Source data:
*** Block opens ***

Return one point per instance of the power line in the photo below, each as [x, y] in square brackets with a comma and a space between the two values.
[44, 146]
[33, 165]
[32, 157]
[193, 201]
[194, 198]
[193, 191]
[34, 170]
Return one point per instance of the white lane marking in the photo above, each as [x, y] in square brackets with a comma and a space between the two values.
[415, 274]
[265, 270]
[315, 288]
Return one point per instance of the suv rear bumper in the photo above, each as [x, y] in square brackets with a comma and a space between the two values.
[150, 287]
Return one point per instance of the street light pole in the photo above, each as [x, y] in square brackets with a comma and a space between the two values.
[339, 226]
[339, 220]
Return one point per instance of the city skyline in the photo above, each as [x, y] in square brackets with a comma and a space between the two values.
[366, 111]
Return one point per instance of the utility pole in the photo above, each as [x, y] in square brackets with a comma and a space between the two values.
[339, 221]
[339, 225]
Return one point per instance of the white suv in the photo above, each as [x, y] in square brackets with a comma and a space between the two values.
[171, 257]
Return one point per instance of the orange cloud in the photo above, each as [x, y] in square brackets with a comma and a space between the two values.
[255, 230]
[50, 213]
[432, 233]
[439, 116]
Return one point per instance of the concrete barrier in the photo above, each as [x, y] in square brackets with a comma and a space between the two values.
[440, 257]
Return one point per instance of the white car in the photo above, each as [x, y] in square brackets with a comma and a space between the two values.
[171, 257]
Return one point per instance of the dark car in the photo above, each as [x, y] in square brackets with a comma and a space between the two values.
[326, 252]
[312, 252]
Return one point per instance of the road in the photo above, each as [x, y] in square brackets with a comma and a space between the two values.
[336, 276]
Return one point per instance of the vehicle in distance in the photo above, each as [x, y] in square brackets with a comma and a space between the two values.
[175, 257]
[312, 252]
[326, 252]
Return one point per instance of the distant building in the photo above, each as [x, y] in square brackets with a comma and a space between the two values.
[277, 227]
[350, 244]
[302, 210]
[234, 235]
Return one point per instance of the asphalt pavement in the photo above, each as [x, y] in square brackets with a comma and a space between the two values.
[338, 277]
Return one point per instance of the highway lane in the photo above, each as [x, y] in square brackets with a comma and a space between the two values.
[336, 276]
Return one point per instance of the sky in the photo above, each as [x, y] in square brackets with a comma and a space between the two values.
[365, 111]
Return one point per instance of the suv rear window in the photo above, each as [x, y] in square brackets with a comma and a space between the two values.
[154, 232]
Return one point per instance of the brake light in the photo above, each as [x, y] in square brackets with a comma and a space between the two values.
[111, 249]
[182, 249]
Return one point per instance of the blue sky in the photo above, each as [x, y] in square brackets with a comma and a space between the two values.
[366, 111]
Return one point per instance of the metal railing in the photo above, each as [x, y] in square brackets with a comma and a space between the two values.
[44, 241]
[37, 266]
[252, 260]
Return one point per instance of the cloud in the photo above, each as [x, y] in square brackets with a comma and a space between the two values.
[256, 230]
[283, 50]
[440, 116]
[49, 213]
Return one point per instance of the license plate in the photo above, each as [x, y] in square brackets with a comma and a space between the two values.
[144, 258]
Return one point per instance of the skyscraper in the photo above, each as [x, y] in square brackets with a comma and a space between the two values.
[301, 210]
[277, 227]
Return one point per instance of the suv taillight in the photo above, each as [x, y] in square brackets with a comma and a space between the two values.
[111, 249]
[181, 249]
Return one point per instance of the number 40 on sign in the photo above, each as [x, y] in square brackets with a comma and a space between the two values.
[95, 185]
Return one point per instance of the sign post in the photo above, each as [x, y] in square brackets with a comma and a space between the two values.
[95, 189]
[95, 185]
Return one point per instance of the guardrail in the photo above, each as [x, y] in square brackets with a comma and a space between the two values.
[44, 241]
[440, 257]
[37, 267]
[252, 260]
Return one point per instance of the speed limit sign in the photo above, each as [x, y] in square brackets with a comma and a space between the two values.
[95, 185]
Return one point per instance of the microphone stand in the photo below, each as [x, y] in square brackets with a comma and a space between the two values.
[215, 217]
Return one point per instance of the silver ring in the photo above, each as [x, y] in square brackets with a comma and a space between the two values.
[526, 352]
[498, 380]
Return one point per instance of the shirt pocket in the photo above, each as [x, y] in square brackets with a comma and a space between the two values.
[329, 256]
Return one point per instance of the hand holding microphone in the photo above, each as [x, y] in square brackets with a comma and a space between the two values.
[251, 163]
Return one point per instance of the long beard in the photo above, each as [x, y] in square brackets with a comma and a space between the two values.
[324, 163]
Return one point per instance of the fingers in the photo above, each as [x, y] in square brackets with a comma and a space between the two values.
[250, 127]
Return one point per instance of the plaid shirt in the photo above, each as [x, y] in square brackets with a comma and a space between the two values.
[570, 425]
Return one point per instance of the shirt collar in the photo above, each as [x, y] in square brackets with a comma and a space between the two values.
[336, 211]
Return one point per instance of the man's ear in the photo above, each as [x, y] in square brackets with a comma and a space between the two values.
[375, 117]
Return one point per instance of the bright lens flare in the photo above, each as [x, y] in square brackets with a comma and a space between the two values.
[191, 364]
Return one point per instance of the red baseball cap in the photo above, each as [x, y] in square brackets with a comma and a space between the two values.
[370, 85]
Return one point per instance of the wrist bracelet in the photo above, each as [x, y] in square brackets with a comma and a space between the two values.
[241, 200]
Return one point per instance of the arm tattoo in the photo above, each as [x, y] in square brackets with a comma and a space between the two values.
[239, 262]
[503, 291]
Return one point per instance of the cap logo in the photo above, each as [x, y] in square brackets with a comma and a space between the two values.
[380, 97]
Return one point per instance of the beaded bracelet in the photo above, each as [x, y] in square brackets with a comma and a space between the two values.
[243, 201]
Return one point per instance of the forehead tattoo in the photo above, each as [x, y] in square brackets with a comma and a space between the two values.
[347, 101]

*** Block closes ***

Exercise instructions - Could you output every record above exactly as written?

Result below -
Return one point per instance of the power line in the photo below, each as [x, y] in square brackets with a comma and a space between the two values.
[44, 146]
[33, 165]
[32, 157]
[193, 201]
[194, 198]
[193, 191]
[34, 170]
Return one point per instance of the white lane marking in the photo above, each as [x, y] in square brackets with a comma and a space between the two values.
[415, 274]
[265, 270]
[315, 288]
Return one point per instance of the suv rear bumper in the photo above, each as [x, y] in square brackets with a comma and a space between the two values.
[150, 287]
Return one point per instance of the street light pole in the photo above, each as [x, y] in square brackets with a comma and a space between the two values.
[339, 226]
[339, 220]
Return one point per instance of the city skyline in the photo above, each as [x, y] in square brackets with a comma and a space between the two values.
[366, 111]
Return one point per instance of the utility pole in the photo above, each as [x, y] in square brackets with a comma and a space between the two values.
[339, 221]
[339, 225]
Return one point per instance of the white suv in the photo above, each as [x, y] in square brackets with a comma and a space between the two values.
[171, 257]
Return one point per instance of the orange cloud in the photo above, each as [x, y] in square brackets with a comma and a space between the two values.
[255, 230]
[50, 213]
[432, 233]
[439, 116]
Return one point per instance of the concrete barrier in the photo above, each as [x, y] in square brackets with a comma and a space between the two values.
[440, 257]
Return one point per instance of the white car in the photo above, each as [x, y] in square brackets with a comma and a space between the two values.
[171, 257]
Return one point per instance of the dark car in the photo above, each as [x, y] in square brackets with a comma and a space between the two values.
[326, 252]
[312, 252]
Return one point per instance of the road in the photo above, each as [x, y] in square brackets with a comma and a space between the two values.
[336, 276]
Return one point per instance of the vehicle in distance in the photo above, each as [x, y] in square brackets with a comma and a space between the two values.
[175, 257]
[312, 252]
[326, 252]
Return one point per instance of the distant building in the photo above, each as [x, y] in square brackets with a comma and a space between the two values.
[277, 227]
[350, 244]
[302, 210]
[234, 235]
Return one point per instance of the asphalt pavement in the photo above, each as [x, y] in square brackets with a comma and a space between the two values.
[338, 277]
Return one point per instance of the highway lane in the photo above, each as [x, y] in square brackets with a comma and a space between the two values.
[336, 276]
Return one point per instance of the sky in the photo above, each as [x, y] in square brackets with a comma and a space between the two values.
[365, 111]
Return one point per instance of the suv rear window in the photo above, each as [x, y] in square brackets with a comma and a space between the two values.
[154, 232]
Return one point per instance of the brake light in the photo above, each as [x, y] in square brackets with a comma and a space between the two values.
[111, 249]
[182, 249]
Return one point per instance of the blue sky in the photo above, each as [x, y] in square brackets with a comma and a space between the two values.
[366, 111]
Return one point per instance of the metal railing in the photo above, each as [x, y] in square brackets with a comma and a space between the two values.
[44, 241]
[37, 266]
[252, 260]
Return one point per instance of the cloud in the photo above, each as [x, y] in square brackets with a comma and a space between the two values.
[256, 230]
[283, 50]
[440, 116]
[49, 213]
Return one point per instance of the license plate in the photo above, each as [x, y] in square brackets with a comma and a space between the two values.
[144, 258]
Return one point per instance of the skyscraper in the photo above, each as [x, y] in square brackets with a comma and a space between the two values.
[301, 210]
[277, 227]
Return one point per instance of the suv taillight in the photo above, each as [x, y] in square brackets with a comma and a space between the two values.
[111, 249]
[181, 249]
Return one point per instance of the number 40 on sign in the photo above, each as [x, y] in square brackets with a comma and a space between the two values.
[95, 185]
Return one point per instance of the sign post in the photo above, each as [x, y] in square brackets with a comma and a space between the two values.
[95, 189]
[95, 185]
Return one point per instance of the guardrail in the photo above, each as [x, y] in square brackets with a comma and a space between the two values.
[44, 241]
[440, 257]
[37, 267]
[252, 260]
Return one point per instance of the speed limit sign in the photo above, each as [x, y] in square brackets with a comma and a space between the two values.
[95, 185]
Return one point per instance of the microphone stand in the photo below, each as [x, y] in square brackets with a comma and a space between the two values.
[215, 217]
Return one point per instance of the silver ring in the photo above, each as [x, y] in square brackets with a comma and a space between the two values.
[526, 352]
[498, 380]
Return one point per instance of the shirt pocket in the photo above, each as [x, y] in square brackets with a comma and a space between the two values.
[329, 256]
Return one point per instance of the hand holding microphone in the photo above, each as [x, y] in square brackets with a comma and a space between the two values.
[251, 163]
Return one point per instance of the long beard in the photo above, each as [x, y] in square brackets with a comma and a space between the two values.
[324, 163]
Return one point per instance of the fingers in the photo above, each as [x, y] in square brackets with a comma and a space between the two values.
[250, 127]
Return one point per instance of the plaid shirt in the photo above, each as [x, y] in square brackets with a comma and a space between the two values.
[570, 425]
Return one point per instance of the shirt collar in the photo above, each as [x, y] in square brackets with a comma and a space between the two values.
[336, 211]
Return one point per instance of the man's ear in the photo above, each as [x, y] in square brackets with a comma and a space between the two values.
[375, 117]
Return one point per instance of the bright lens flare in the photo above, each as [x, y] in square brackets with a comma and a space between the two values.
[191, 364]
Return one point per instance of the red baseball cap in the photo above, each as [x, y] in square brackets with a comma and a space between the two values.
[370, 85]
Return one point per instance of the wrist bracelet in the photo above, each as [x, y] in square brackets with a comma and a space between the two values.
[241, 200]
Return one point per instance of the arm tattoo in the photo above, each as [x, y] in square brackets with a comma and a space between the two values.
[239, 262]
[503, 291]
Return one point per instance of the cap logo in the photo above, each as [x, y] in square brackets with a comma and a space between the two values.
[380, 97]
Return one point per instance of the beaded bracelet in the photo above, each as [x, y] in square brackets with a comma and a space between the two values.
[243, 201]
Return one point per instance of the forehead tattoo in the photo above, each as [x, y] in square brackets with a comma and a space between the two values.
[347, 101]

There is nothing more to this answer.